▶ **PROVIDED DATA**
----
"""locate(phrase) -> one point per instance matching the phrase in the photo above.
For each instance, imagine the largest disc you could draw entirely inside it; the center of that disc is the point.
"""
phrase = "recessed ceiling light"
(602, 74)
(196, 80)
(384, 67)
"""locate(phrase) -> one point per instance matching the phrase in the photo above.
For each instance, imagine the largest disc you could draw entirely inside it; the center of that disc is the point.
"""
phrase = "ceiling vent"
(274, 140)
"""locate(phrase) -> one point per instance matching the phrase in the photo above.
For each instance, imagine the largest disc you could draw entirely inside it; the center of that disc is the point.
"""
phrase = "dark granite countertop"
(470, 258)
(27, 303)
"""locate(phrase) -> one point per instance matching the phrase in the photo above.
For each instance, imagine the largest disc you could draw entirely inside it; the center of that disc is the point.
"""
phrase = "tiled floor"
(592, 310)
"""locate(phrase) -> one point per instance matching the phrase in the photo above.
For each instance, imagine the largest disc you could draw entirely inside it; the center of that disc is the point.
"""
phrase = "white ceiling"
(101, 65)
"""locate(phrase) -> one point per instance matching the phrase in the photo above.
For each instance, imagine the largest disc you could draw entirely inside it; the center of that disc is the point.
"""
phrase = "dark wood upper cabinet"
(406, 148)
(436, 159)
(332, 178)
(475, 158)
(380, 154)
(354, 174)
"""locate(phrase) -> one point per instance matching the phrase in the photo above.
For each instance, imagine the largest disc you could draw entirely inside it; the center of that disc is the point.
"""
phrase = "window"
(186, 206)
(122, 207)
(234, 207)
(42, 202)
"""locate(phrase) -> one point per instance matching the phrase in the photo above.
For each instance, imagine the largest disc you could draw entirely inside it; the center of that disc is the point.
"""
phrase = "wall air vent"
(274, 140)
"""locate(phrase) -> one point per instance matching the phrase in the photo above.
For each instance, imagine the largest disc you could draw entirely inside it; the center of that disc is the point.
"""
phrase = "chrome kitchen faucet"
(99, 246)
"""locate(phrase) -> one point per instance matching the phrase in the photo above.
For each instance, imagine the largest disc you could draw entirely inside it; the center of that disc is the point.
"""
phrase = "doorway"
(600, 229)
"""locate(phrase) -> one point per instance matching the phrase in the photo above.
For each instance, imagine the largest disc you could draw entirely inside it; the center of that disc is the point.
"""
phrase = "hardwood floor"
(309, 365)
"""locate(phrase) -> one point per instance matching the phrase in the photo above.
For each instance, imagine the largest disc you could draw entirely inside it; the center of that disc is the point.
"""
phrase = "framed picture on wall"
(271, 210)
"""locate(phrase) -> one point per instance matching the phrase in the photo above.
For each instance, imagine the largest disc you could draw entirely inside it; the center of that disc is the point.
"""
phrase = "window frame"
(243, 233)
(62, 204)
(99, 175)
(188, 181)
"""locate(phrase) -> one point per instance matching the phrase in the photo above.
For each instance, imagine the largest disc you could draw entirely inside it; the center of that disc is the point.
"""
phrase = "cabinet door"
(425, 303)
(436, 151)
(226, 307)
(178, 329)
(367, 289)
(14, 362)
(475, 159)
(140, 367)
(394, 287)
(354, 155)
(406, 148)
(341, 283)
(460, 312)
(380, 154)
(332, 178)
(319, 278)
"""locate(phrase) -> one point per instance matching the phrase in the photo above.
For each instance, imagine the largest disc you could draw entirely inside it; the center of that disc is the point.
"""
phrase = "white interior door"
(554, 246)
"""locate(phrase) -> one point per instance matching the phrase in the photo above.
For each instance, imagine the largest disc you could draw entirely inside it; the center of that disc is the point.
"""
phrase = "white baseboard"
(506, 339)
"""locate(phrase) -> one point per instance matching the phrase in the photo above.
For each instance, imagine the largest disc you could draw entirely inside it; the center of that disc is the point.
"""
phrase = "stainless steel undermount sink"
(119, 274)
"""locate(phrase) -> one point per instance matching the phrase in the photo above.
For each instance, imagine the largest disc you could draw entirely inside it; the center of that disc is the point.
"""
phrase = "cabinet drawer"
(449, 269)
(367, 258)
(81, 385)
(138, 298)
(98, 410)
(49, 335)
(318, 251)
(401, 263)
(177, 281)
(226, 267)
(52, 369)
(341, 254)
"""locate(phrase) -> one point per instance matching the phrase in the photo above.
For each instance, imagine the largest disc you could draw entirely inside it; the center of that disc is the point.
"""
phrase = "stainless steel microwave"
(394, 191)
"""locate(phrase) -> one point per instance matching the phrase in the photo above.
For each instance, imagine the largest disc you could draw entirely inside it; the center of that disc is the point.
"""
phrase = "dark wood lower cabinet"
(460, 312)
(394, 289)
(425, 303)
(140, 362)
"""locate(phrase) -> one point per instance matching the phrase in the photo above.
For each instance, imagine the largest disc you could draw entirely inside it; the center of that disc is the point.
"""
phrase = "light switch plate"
----
▶ **TASK STATEMENT**
Which lines in the items above contain the word "white", counting only matches of the same case? Copy each of those lines.

▶ **ANSWER**
phrase = "white ceiling"
phrase = "white interior door"
phrase = "white baseboard"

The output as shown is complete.